*WORK REQUIRED*. Rewrite the part of the material below that opens with the line containing "the valley, placed" and runs to the end of the material. Replace "straw hat" with "sun hat" and leave everything else unchanged.

*GIVEN RECORDS*.
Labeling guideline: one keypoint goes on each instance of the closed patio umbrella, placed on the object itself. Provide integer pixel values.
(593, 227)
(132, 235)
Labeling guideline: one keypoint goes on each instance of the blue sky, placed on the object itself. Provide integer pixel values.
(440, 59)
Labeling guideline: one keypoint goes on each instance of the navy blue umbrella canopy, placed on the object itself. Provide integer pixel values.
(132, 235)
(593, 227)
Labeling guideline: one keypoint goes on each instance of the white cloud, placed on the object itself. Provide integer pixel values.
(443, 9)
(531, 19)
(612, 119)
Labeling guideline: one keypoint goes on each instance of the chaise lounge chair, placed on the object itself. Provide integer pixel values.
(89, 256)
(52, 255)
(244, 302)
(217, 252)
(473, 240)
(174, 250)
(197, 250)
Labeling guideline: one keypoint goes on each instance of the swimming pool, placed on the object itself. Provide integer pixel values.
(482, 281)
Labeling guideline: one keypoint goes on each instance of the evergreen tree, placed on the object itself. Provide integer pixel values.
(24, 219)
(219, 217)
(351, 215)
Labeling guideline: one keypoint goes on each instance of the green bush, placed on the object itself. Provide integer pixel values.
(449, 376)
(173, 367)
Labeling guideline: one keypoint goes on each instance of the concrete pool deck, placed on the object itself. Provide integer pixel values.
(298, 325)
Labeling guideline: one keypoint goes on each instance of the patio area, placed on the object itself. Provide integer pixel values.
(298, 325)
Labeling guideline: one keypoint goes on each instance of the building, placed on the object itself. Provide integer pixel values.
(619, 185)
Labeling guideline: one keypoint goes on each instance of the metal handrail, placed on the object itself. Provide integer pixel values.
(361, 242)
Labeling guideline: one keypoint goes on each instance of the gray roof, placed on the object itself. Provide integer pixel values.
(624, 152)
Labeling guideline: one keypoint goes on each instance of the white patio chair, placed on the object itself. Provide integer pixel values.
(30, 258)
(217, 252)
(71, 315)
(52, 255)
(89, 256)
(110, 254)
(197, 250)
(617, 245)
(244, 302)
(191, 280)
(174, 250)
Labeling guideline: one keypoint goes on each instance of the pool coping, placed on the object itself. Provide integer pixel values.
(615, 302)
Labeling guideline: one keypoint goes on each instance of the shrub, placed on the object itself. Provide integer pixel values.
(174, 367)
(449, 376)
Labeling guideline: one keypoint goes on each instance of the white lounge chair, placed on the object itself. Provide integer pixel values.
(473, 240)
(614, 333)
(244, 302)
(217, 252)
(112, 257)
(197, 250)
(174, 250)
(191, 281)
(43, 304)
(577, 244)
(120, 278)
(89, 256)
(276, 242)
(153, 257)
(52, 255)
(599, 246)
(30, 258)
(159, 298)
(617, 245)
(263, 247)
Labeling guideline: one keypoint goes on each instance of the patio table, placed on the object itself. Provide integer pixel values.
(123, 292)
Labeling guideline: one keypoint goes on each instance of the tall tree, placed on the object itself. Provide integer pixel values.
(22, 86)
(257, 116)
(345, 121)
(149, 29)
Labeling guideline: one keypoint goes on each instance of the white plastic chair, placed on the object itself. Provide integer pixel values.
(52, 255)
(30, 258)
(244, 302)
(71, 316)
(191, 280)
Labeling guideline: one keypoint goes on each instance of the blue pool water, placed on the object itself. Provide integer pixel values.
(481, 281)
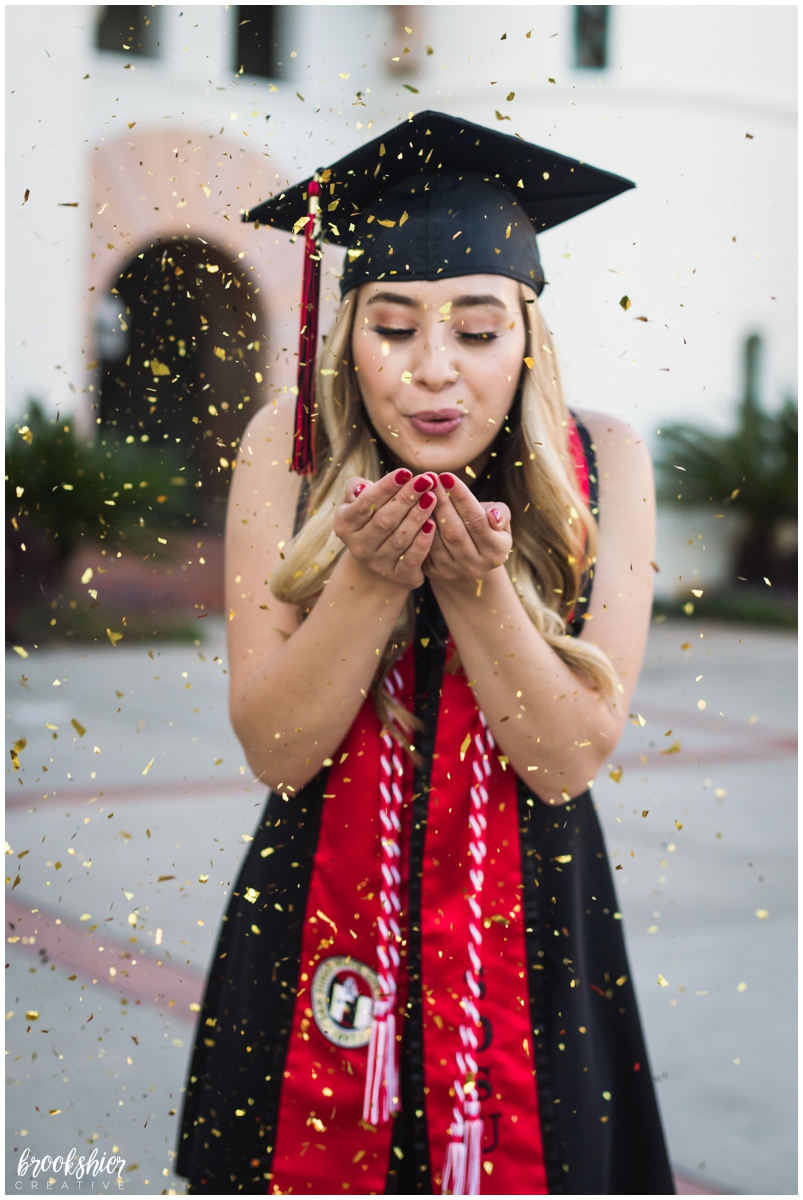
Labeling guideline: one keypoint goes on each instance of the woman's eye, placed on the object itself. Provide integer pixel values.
(384, 331)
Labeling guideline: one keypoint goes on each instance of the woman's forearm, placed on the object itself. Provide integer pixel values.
(294, 708)
(550, 725)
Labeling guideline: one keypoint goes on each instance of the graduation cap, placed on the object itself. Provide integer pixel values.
(436, 197)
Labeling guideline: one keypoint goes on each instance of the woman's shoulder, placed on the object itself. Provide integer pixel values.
(613, 441)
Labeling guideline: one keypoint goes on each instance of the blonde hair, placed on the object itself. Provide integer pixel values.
(553, 533)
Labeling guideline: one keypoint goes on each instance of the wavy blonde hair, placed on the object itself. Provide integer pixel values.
(553, 533)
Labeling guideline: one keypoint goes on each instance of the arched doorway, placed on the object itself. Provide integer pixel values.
(179, 353)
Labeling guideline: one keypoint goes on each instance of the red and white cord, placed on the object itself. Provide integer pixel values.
(461, 1173)
(382, 1080)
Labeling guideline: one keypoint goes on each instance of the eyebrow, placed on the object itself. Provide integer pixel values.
(467, 301)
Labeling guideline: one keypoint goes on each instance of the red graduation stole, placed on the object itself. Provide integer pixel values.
(323, 1145)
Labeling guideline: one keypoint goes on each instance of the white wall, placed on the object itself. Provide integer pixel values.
(684, 85)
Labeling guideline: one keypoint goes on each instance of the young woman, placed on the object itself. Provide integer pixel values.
(421, 982)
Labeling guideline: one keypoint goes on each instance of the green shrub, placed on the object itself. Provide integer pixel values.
(61, 486)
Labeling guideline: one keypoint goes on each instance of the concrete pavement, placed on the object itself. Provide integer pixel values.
(125, 847)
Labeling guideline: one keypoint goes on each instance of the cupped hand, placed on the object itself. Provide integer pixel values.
(471, 538)
(387, 526)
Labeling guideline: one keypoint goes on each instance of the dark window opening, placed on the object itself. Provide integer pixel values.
(591, 35)
(126, 29)
(257, 41)
(180, 365)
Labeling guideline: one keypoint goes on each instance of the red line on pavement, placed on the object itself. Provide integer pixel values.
(177, 790)
(726, 751)
(141, 973)
(168, 988)
(685, 1186)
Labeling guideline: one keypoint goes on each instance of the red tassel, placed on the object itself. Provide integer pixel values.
(304, 439)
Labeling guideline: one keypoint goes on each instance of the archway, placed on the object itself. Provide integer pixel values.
(179, 353)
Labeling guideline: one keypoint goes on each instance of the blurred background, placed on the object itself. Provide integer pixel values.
(145, 324)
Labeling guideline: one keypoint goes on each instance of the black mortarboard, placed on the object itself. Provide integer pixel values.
(435, 197)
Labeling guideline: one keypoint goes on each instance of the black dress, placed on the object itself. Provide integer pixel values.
(599, 1120)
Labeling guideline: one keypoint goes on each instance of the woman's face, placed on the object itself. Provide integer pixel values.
(438, 365)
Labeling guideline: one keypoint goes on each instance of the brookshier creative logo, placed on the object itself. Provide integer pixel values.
(94, 1169)
(343, 991)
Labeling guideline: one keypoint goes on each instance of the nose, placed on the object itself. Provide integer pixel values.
(435, 367)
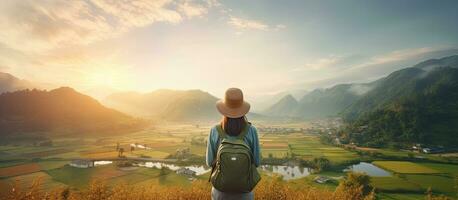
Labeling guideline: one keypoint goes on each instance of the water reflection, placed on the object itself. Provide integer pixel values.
(199, 169)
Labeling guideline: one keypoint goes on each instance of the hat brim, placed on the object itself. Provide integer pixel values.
(233, 112)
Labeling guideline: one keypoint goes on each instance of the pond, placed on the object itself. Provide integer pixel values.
(199, 169)
(287, 172)
(367, 168)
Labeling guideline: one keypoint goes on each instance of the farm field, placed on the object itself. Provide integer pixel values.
(405, 167)
(409, 180)
(305, 146)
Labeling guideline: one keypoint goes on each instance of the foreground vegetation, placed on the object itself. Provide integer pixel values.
(354, 187)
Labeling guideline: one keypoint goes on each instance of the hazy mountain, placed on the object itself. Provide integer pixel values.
(59, 111)
(285, 107)
(263, 102)
(10, 83)
(175, 105)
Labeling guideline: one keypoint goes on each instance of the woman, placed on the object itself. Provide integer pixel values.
(234, 126)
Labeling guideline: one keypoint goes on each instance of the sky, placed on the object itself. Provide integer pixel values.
(264, 47)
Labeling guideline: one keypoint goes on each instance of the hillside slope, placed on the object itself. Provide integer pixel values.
(60, 111)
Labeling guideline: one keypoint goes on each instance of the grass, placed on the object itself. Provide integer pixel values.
(19, 170)
(405, 167)
(395, 184)
(26, 180)
(149, 153)
(303, 145)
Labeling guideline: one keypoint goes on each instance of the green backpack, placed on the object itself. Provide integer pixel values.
(234, 170)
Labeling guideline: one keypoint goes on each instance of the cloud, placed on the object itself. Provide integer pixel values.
(249, 24)
(40, 25)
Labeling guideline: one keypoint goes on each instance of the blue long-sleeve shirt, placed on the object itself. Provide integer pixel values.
(251, 138)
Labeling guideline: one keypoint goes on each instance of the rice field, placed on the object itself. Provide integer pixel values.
(305, 146)
(405, 167)
(19, 170)
(20, 162)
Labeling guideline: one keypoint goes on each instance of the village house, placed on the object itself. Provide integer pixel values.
(82, 163)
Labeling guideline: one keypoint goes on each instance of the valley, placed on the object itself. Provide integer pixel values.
(155, 155)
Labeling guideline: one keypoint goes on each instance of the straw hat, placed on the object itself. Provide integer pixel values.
(233, 105)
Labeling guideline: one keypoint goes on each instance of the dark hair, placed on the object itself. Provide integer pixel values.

*RESULT OF THIS TASK*.
Labeling guideline: one keypoint goes on each instance of the valley, placed on the object itself. Provide integer pixel values.
(155, 155)
Labeling guideline: one keypoint goes on each instance of the sun hat, placed on the object itself. Provide integer pixel values.
(233, 105)
Labeling guideline: one keypoint goes on each instance of the dark hair, placed on the object itself. Provide integer pixel values.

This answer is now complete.